PASSAGE TO READ:

[START]

Book Reviews: ‘Seventeen Contradictions and the End of Capitalism’, ‘ Inequality and the 1%’, & ‘ Blacklisted – The Secret War Between Big Business and Union Activists’

Seventeen and Counting

David Harvey: ‘Seventeen Contradictions and the End of Capitalism’. Profile £9.99.

We’ll not state all the proposed contradictions here, just list the three kinds that David Harvey identifies. Foundational contradictions (such as those between use value and exchange value, and private appropriation and common wealth) are at the very heart of capitalism, essential aspects of it. Moving contradictions are continually changing (for instance, between competition and monopoly, and inequalities of wealth and income) and dangerous ones threaten capitalism’s existence. This last category includes the relation to the natural world and, because of the ubiquity of alienation, to human nature: capitalism will simply become unacceptable to the majority of the population.

Along the way some interesting points are made. One is that, despite the supposed emphasis on competition, monopoly is in fact central to capitalism, since the capitalist class exercise a collective monopoly over the means of production. Yet potentially monopolisable skills, such as computer programming, are countered by increased avenues to acquire them, thus undermining the chances of relatively high wages for workers who possess these skills.

Other claims are less convincing, though. There are frequent references to the existence of a class of rentiers, who own the land, mineral rights, and so on. However, it is not clear whether these are claimed to constitute a separate class of owners, or just a sectional interest within the capitalist class. The landlord class are described as unproductive, in contrast to ‘productive capital’.

[END]

GIVEN ENTRIES:

[START]

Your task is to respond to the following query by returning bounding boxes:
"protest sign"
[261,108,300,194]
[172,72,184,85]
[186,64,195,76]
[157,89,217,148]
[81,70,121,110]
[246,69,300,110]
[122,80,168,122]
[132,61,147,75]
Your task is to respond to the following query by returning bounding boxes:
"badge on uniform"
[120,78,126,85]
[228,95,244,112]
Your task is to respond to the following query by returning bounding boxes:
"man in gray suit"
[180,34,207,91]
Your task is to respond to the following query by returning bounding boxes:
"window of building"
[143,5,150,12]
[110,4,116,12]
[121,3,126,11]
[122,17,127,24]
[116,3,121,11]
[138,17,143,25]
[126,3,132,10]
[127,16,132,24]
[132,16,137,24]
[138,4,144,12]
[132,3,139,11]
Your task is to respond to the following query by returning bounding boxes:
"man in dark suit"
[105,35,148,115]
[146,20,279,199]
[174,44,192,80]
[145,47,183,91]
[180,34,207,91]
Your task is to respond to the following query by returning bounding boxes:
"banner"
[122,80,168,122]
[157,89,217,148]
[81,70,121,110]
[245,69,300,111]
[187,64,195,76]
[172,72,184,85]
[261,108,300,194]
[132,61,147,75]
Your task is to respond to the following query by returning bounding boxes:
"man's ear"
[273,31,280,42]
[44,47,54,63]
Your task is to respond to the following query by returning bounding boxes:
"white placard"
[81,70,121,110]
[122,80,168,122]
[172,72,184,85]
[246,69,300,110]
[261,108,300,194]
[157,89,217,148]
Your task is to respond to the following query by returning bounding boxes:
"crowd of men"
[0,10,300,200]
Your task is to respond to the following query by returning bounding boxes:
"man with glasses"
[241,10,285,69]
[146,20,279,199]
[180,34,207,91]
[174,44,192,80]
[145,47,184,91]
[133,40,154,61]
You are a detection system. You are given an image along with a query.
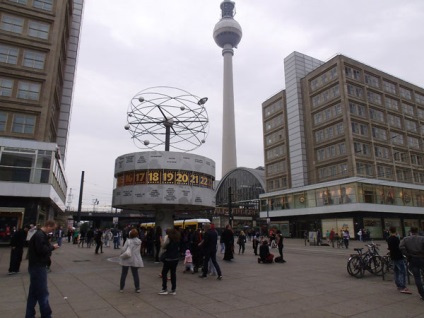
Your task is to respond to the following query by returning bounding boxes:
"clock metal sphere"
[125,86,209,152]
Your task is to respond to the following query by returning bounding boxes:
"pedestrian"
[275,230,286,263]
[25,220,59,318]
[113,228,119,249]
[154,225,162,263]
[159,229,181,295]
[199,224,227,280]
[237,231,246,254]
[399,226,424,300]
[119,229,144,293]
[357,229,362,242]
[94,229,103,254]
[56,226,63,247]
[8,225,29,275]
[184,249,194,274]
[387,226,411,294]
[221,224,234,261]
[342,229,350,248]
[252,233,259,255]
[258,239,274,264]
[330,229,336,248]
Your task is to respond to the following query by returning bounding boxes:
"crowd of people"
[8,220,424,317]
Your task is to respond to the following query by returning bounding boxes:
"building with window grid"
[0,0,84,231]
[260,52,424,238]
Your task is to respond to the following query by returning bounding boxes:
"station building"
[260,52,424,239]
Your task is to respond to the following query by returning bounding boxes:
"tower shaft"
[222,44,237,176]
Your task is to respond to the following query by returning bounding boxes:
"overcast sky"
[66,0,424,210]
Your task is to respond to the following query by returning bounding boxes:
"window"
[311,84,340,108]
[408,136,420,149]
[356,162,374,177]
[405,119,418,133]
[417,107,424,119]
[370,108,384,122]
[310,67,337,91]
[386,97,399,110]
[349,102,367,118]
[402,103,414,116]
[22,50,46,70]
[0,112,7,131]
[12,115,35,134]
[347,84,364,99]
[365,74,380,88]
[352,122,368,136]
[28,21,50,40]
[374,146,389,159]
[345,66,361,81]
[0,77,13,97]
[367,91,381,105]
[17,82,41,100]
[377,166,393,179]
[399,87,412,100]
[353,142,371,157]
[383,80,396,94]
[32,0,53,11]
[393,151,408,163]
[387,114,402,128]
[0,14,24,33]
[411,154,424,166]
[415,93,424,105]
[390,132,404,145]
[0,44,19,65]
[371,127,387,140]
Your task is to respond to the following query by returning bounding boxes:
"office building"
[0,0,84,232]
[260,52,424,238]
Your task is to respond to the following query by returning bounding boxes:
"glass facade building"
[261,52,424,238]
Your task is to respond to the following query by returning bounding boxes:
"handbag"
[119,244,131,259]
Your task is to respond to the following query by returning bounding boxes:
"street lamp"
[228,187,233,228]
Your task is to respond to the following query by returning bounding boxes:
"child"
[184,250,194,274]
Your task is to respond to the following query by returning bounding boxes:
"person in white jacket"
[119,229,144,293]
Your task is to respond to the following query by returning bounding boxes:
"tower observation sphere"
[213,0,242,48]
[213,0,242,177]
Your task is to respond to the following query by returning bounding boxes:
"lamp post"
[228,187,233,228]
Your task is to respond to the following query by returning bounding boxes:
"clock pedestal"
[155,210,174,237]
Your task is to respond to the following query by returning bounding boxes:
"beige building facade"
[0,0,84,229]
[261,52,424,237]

[END]

THE PROBLEM: Carry on the review of Harvey's "Seventeen Contradictions" after its last sentence. The entries aren't needed here.

RESPONSE FOR THIS EXERCISE:
But it is particularly in regard to what he means by the end of capitalism that Harvey is unclear and inconsistent. There is an early reference to ‘the utopian aim of a social order without exchange value and therefore moneyless’, but this is quickly dropped, apparently in favour of Silvio Gesell’s bizarre idea of money that goes out of date and so cannot be accumulated as happens now. Harvey also advocates what he calls ‘revolutionary reform’, which involves reducing the inequalities of wealth and income to the extent that the reproduction of capital is threatened. But he hardly makes any case for this, and capitalism can after all operate with far less inequality than currently exists.

The final chapter lists seventeen ‘ideas for political praxis’, one for each contradiction. These are something of a hotch-potch, though: abolish all inequalities except those implied in ‘to each according to their need’, and introduce equal entitlements to health care, housing, food security and some others. In place of the class division of capitalism there would be associated producers freely deciding what to produce and how. Yet there would still be some means of exchange (Gesell-style money, perhaps, but why?). Maybe the proposals here are not intended to form a consistent whole, but they do not equate to socialism. After all, it would be easy enough to advocate a moneyless society without exchange if the author shared our conception of future society.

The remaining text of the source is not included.